◆ **TASK BRIEF**
Beneath this line are the data; copy exactly the part of them that opens with the line containing "Target: mushroom-shaped rock formation" and closes with the line containing "Target: desert floor", and only that part.

-------- MATERIAL FOR THE TASK

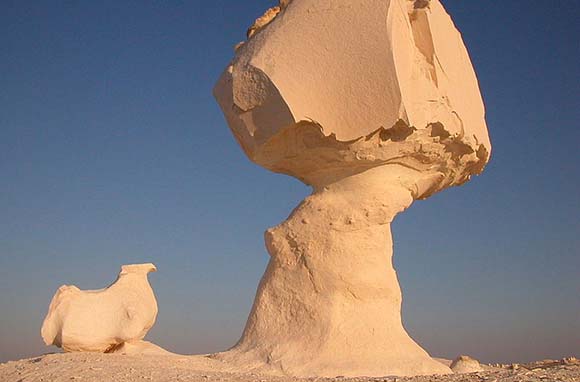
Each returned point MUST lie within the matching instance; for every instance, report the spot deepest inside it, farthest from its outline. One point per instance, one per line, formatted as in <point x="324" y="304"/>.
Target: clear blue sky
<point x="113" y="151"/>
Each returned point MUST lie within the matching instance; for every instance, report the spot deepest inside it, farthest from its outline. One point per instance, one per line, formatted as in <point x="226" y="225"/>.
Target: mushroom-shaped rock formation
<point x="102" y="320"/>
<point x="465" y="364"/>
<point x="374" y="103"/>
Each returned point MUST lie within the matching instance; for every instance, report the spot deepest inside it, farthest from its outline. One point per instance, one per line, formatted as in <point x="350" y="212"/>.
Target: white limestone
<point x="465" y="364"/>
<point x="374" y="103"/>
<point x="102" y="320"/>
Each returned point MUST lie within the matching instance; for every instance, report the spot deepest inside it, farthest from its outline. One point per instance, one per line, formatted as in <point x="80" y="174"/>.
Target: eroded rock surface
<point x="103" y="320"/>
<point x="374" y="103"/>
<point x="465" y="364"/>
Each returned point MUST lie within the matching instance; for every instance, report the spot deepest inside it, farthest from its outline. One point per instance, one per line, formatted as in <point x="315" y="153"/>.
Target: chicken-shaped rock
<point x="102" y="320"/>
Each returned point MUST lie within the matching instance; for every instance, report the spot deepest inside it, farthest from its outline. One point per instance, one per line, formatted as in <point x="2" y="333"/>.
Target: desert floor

----------------
-------- MATERIAL FOR THE TASK

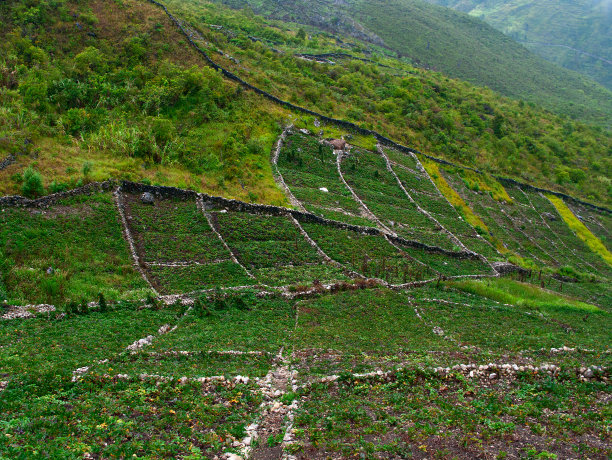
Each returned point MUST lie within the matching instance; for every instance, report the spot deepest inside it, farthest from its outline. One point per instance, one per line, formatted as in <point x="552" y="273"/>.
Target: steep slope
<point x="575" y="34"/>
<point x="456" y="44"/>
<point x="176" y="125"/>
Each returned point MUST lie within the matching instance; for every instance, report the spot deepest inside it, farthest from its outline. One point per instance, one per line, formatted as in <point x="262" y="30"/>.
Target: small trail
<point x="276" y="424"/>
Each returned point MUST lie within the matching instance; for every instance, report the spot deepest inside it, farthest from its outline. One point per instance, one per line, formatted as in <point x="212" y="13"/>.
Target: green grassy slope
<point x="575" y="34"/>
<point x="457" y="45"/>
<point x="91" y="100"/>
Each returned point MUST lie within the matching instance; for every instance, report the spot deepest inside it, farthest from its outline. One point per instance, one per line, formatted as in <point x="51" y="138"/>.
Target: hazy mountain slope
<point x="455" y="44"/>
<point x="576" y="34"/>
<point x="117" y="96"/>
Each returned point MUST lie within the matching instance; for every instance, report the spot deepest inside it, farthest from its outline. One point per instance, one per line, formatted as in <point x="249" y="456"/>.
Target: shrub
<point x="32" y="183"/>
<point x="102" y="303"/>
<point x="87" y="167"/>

----------------

◆ **FINISHED TASK**
Target: mushroom-shaped rock formation
<point x="102" y="320"/>
<point x="465" y="364"/>
<point x="374" y="103"/>
Each returned point MUST lie within the matching instance; for every instance, report the spot deepest inside it, farthest from its outline. One point per instance, one per line, formatted as in <point x="350" y="212"/>.
Target: white limestone
<point x="465" y="364"/>
<point x="374" y="103"/>
<point x="102" y="320"/>
Each returned point MUST lie within the matching instance; for every instance, report the spot deepest inside it, farthest from its outline. One point per instance, one per line, formatted as in <point x="80" y="174"/>.
Target: eroded rock surface
<point x="103" y="320"/>
<point x="374" y="103"/>
<point x="465" y="364"/>
Each returned point MUST lie within the matching instance; for every instance, report the spot deepest inside it, farthest from its outline. One point per instance, one per line, formatted as in <point x="315" y="153"/>.
Target: chicken-shaped rock
<point x="102" y="320"/>
Each returned point MUST lie within the matching instance; for every instance, report the spot deepest inside it, farthest from its outline. One point per instance, one per line, formatted as in <point x="2" y="333"/>.
Target: desert floor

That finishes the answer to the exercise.